Excerpt to read

[start]

Open-Bus GTFS Utils

GTFS Utils is a utility for reading, parsing and aggregating GTFS data from Israel MOT.

Usage

To use GTFS Stats script, run:

python setup.py install
run_gtfs_stats

Configuration

GTFS Utils requires a configuration file config.json.
An example file can be found in gtfs_utils/config_example.json.

bucket_valid_file_name_regexp

Use bucket_valid_file_name_regexp field in configuration to choose which dates to run the script on.
You can use a value such as "2019-03-07.zip" to run on a single date, or "2019-05-\d\d\.zip" to run on a full month, for example.

forward_fill

Set forward_fill field in configuration to true for performing forward fill for missing dates using existing files.

Output format

GTFS Stats outputs stats for trips and for routes (trip_stats and route_stats, accordingly).
Each of them is output as a pkl.gz file (a gzipped pickle) of a Pandas DataFrame, and is located in the output directory, as defined in the configuration file.
The fields in each one of them are described in the output specifications below.

Output format as it is in Splunk

This section will be written soon.

Trip Stats

gtfs_utils.core_computations.compute_trip_stats(feed: partridge.gtfs.feed, zones: pandas.core.frame.DataFrame, clusters: pandas.core.frame.DataFrame, trip_to_date: pandas.core.frame.DataFrame, date: datetime.date, source_files_base_name: List[str]) → pandas.core.frame.DataFrame
Parameters:
  • feed – Partridge feed for the specific date
  • zones – DataFrame with stop_code to zone_name mapping
  • trip_to_date – trip_id_to_date information to match with the feed data
  • date – The original schedule date
  • source_files_base_name – The original zips the data is based on (GTFS, Tariff, etc.)
Raise:

pandas.MergeError if trip_id_to_date will not merge as 1:1 with trip data

Returns:

A DataFrame with columns as described below

Trip stats table has the following columns:

  • agency_id - Agency identifier, as specified in agency.txt file.
  • agency_name - The full name of the agency, as specified in agency.txt file.
  • all_stop_code - All stop codes (as specified in stops.txt file), separated by semicolons.
  • all_stop_desc_city - Cities of all stops of the trip (as described in stop_desc field in stops.txt file), separated by semicolons.
  • all_stop_id - All stop identifiers (as specified in stops.txt file), separated by semicolons.
  • all_stop_latlon - All stop waypoints (stop_lat and stop_lon as specified in stops.txt file), formatted as lat,lon and separated by semicolons.
  • cluster_id - Cluster code, as in ClusterId in ClusterToLine file.
  • cluster_name - The name of the cluster to which the line belongs, as in ClusterName in ClusterToLine file.

[end]

Available data
[start]

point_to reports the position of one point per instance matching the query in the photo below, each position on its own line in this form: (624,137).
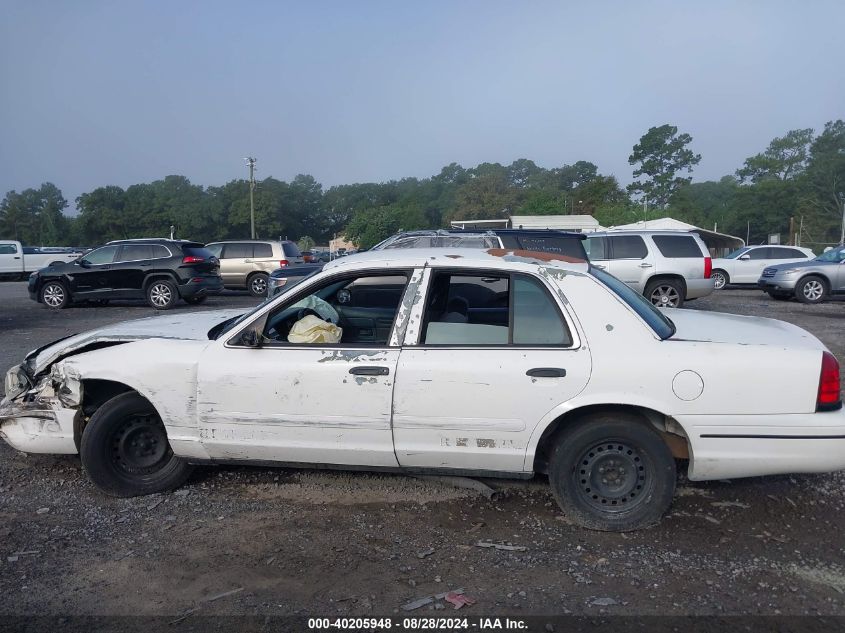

[end]

Required actions
[1] Summarize the GTFS Utils documentation in two sentences.
[2] Carry on with the GTFS Utils documentation from the line after the cluster_name entry.

Task results
[1] GTFS Utils reads, parses and aggregates GTFS data from Israel MOT, and its GTFS Stats script is installed with "python setup.py install" and run with "run_gtfs_stats". The script uses a config.json file, in which bucket_valid_file_name_regexp picks the dates and forward_fill fills missing dates from existing files, and it outputs trip_stats and route_stats as gzipped pickles of Pandas DataFrames in the configured output directory.

[2]
  • cluster_sub_desc - A sub-cluster name to which the line is associated, as in ClusterSubDesc in ClusterToLine file.
  • date - The original schedule date
  • direction_id - Indicates the direction of travel for a trip, as specified in trips.txt file.
  • distance - The full travel distance of the trip in meters, which is the maximal shape_dist_traveled, as specified in stop_times.txt file.
  • duration - Duration of the trip in hours
  • end_stop_city - The city of the last stop of the trip, as described in stop_desc field in stops.txt file.
  • end_stop_code - Stop code of the last stop of the trip
  • end_stop_desc - The description of the last stop of the trip, as described as stop_desc field in stops.txt file.
  • end_stop_id - Stop ID of the last stop of the trip
  • end_stop_lat - Latitude of the last stop of the trip
  • end_stop_lon - Longitude of the last stop of the trip
  • end_stop_name - Stop name of the last stop of the trip
  • end_time - Departure time of the last stop of the trip
  • end_zone - Zone name of the last stop of the trip
  • source_files - The original the data is based on (GTFS, Tariff, etc.)
  • is_loop - 1 if the start and end stop are less than 400m apart, otherwise 0
  • line_type - Line type code, as in LineType in ClusterToLine file.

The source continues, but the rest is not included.